Short exercise A — Retype the listing below verbatim, from the line containing "Point out the forest undergrowth" through the line containing "<point>531,215</point>", including both of those lines.

##########

Graduate Courses

Graduate Course Descriptions


(Unless otherwise noted, all courses are 3 credits.)

Soc 510 Cities and Urban Policies

This course explores the evolution of an urban society and the changing spatial distribution of people and social institutions within the urban setting. Consideration is given to the nature and importance of urbanism as a world phenomenon, the complex structure of the modern metropolis, the interdependence of city and suburb, and the effects of urban life in modern U.S. society.

SOC 514 Applied Quantitative Methods

This course will introduce to the students an overview of (1) different perspectives of social inquiry; (2) commonly utilized quantitative research methods and techniques; and (3) strategies and skills to design, execute, and report empirical social research.

SOC 515 Applied Social Statistics

This course will introduce to the students (1) the basic statistical concepts; (2) skills in questionnaire coding, computer data creation, and data management; (3) commonly utilized methods and computer data analysis techniques; and (4) the interpretation and reporting of output files of computer data analysis in empirical social research.

SOC 517 Applied Qualitative Methods

This course is a survey of qualitative research methods that focuses on how qualitative methodologies can be used by professionals in the workplace. Students will learn how researchers formulate research questions and determine the methodology appropriate to answer them. They will also learn about the ethics involved in conducting research and become certified by IRB at William Paterson University to conduct qualitative research projects they will carry out as part of the requirements of this course.

##########

Short exercise B — In the graduate course descriptions, condense the paragraph beginning "This course is a survey of qualitative research methods" into a shorter version that retains its main facts.

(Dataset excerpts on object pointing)
##########

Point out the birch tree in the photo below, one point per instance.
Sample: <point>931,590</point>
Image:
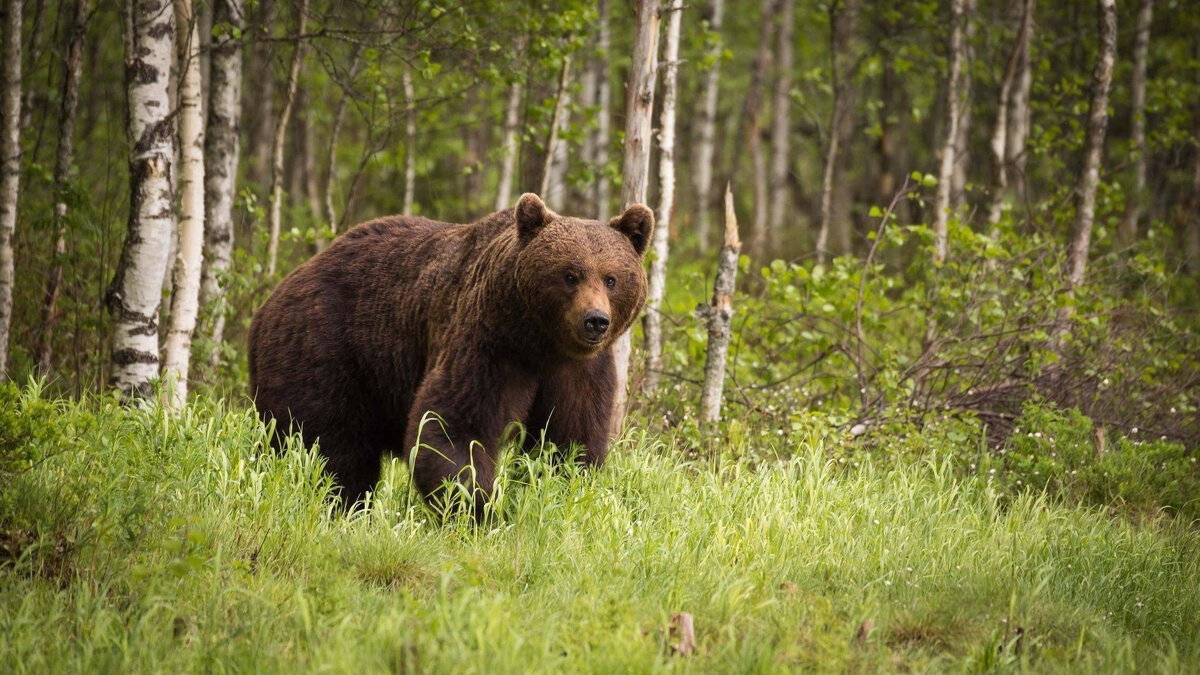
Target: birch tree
<point>10,167</point>
<point>136,293</point>
<point>946,173</point>
<point>281,130</point>
<point>719,316</point>
<point>841,28</point>
<point>636,163</point>
<point>1127,230</point>
<point>553,185</point>
<point>1020,112</point>
<point>185,298</point>
<point>749,136</point>
<point>409,139</point>
<point>72,70</point>
<point>1093,145</point>
<point>352,73</point>
<point>658,280</point>
<point>706,143</point>
<point>509,147</point>
<point>221,153</point>
<point>1001,154</point>
<point>781,127</point>
<point>604,103</point>
<point>963,131</point>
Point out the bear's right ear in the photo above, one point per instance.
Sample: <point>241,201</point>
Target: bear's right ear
<point>532,215</point>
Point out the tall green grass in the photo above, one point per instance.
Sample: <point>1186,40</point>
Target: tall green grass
<point>131,541</point>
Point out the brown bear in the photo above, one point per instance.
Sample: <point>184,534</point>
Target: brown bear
<point>509,318</point>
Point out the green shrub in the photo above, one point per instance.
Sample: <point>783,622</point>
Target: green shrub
<point>1060,452</point>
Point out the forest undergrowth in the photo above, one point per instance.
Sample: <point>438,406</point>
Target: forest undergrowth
<point>136,541</point>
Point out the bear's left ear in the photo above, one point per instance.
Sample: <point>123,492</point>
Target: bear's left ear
<point>637,223</point>
<point>531,215</point>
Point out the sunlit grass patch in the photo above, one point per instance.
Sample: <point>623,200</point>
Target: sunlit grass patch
<point>187,544</point>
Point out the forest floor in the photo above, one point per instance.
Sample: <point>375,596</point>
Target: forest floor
<point>135,542</point>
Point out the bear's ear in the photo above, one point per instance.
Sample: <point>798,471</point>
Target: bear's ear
<point>637,223</point>
<point>532,215</point>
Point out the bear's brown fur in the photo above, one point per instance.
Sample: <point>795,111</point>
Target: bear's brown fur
<point>483,324</point>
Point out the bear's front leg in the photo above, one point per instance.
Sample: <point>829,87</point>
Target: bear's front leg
<point>455,425</point>
<point>574,405</point>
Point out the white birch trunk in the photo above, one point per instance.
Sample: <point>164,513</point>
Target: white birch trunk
<point>658,278</point>
<point>10,168</point>
<point>1019,112</point>
<point>946,173</point>
<point>71,73</point>
<point>331,159</point>
<point>136,293</point>
<point>281,130</point>
<point>636,165</point>
<point>409,141</point>
<point>1127,231</point>
<point>781,129</point>
<point>509,157</point>
<point>719,316</point>
<point>706,143</point>
<point>963,133</point>
<point>552,172</point>
<point>841,25</point>
<point>1192,225</point>
<point>221,153</point>
<point>604,102</point>
<point>185,298</point>
<point>1093,145</point>
<point>1000,136</point>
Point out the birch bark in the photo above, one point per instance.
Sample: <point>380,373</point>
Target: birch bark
<point>136,293</point>
<point>186,294</point>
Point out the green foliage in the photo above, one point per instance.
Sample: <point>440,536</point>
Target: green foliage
<point>1061,453</point>
<point>145,542</point>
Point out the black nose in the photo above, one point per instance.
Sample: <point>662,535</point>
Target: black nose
<point>595,324</point>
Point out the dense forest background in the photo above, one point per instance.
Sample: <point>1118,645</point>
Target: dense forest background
<point>947,207</point>
<point>917,386</point>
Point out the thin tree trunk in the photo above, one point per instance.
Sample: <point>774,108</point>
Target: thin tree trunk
<point>963,132</point>
<point>781,127</point>
<point>1127,232</point>
<point>587,154</point>
<point>509,159</point>
<point>720,318</point>
<point>409,139</point>
<point>841,35</point>
<point>262,95</point>
<point>34,57</point>
<point>221,147</point>
<point>658,280</point>
<point>281,130</point>
<point>636,165</point>
<point>1093,145</point>
<point>1019,112</point>
<point>1000,136</point>
<point>552,179</point>
<point>10,167</point>
<point>946,174</point>
<point>185,298</point>
<point>136,293</point>
<point>750,127</point>
<point>334,135</point>
<point>1192,222</point>
<point>707,142</point>
<point>604,102</point>
<point>71,73</point>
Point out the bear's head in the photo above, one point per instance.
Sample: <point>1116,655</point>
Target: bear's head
<point>582,280</point>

##########

Correct output A —
Point out the forest undergrowth in the photo above, one point per instance.
Sample: <point>438,406</point>
Target: forest undergrowth
<point>136,541</point>
Point out the bear's left ear in the photo above, one point per instance.
Sample: <point>123,492</point>
Target: bear's left ear
<point>637,223</point>
<point>531,215</point>

Correct output B — This survey of qualitative research methods focuses on how professionals can use qualitative methodologies in the workplace. Students learn how researchers formulate research questions and choose an appropriate methodology to answer them. They also study research ethics and become IRB-certified at William Paterson University to conduct the qualitative research projects the course requires.